** TEXT SHOWN **

# # # # # # #

A more recent geological publication states, “The White Bluffs line the north and east sides of the Columbia River for about 30 miles along the Hanford Reach near Richland.” 
The petition also included examples of use of the term “White Bluffs” by businesses and organizations within or serving the proposed AVA. For example, the White Bluffs Quilt Museum, which is in Richland, Washington, describes itself as “a Regional Textile Arts Center, serving the Tri-Cities and the Mid-Columbia Basin,” which includes the region of the proposed AVA. Claar Cellars Winery, which is located within the proposed AVA, has a vineyard called White Bluffs Vineyard. The website of the Washington State Wine Commission states that both the White Bluffs Vineyard and Claar Cellars Winery are located “north of Pasco, WA in the White Bluffs area of the Columbia Valley Appellation.” 
Finally, the petition notes that an endangered plant that grows primarily within and around the proposed AVA is named the White Bluffs bladderpod.
The proposed White Bluffs AVA is located in the central portion of the established Columbia Valley AVA along the eastern bank of the Columbia River and is shaped roughly like a mitten with the “thumb” pointing east. The proposed boundaries encompass a plateau upon which the proposed AVA is located. The northern, eastern, and southern boundaries each primarily follow elevation contours that approximate the escarpments that form the edges of the plateau. The western boundary separates the proposed AVA from the Hanford Reach National Monument and is formed by the east bank of the Columbia River and the boundary of the monument.
According to the petition, the distinguishing features of the proposed White Bluffs AVA are its topography, geology, soils, and climate.
The proposed White Bluffs AVA is located on a broad plateau that rises, on average, 200 feet above the surrounding landscape. The Ringold and Koontz coulees divide the plateau into two distinct areas that are capped by flat surfaces known as Columbia Flat and Owens Flat. The surface of the plateau is described as being “remarkably even, excepting where interrupted by occasional drainage courses that have cut below its level.” 
Elevations within the proposed AVA range from 700 feet in the coulees to approximately 1,200 feet in the northeastern section. The majority of the proposed AVA has elevations between 800 and 1,000 feet.

# # # # # # #

[Object outline annotations]
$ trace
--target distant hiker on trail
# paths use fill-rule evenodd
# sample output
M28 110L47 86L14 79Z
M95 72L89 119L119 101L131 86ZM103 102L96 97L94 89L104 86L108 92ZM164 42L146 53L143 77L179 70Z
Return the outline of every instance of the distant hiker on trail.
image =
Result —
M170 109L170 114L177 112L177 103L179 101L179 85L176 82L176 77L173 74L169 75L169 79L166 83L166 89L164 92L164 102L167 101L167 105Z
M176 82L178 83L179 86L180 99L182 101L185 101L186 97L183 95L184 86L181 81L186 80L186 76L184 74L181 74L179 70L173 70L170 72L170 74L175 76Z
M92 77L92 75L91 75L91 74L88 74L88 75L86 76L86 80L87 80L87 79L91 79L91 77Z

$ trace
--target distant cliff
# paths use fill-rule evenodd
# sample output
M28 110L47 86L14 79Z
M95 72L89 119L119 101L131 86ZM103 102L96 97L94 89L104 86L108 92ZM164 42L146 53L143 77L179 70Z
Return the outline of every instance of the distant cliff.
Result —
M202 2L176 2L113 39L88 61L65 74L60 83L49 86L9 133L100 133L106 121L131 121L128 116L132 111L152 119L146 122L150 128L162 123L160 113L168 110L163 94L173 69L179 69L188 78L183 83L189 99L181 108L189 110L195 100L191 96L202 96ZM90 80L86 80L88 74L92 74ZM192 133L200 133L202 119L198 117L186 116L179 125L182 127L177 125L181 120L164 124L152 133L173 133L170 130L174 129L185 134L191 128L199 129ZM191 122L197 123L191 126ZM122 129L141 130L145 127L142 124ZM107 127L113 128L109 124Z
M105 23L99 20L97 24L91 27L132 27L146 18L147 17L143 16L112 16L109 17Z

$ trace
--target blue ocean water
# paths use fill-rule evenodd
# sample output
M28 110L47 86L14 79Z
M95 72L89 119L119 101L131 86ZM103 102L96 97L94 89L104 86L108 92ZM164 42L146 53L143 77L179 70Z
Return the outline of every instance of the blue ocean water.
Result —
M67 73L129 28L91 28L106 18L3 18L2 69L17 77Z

# # # # # # #

** THINGS TO DO **
(1) Decide whether each statement agrees with the passage on the proposed White Bluffs AVA, answering yes or no and quoting the words that settle it: (a) Claar Cellars Winery lies inside the proposed AVA. (b) The White Bluffs line the west side of the Columbia River. (c) Most of the proposed AVA sits between 800 and 1,000 feet in elevation.
(2) According to the passage on the proposed White Bluffs AVA, what are the distinguishing features of the proposed AVA? List all of them.
The data come from a separate source, not from the passage on the proposed White Bluffs AVA.

** WRITTEN RESPONSES **
(1)
(a) Yes: "Claar Cellars Winery, which is located within the proposed AVA"
(b) No: "The White Bluffs line the north and east sides of the Columbia River"
(c) Yes: "The majority of the proposed AVA has elevations between 800 and 1,000 feet."

(2) Topography, geology, soils, climate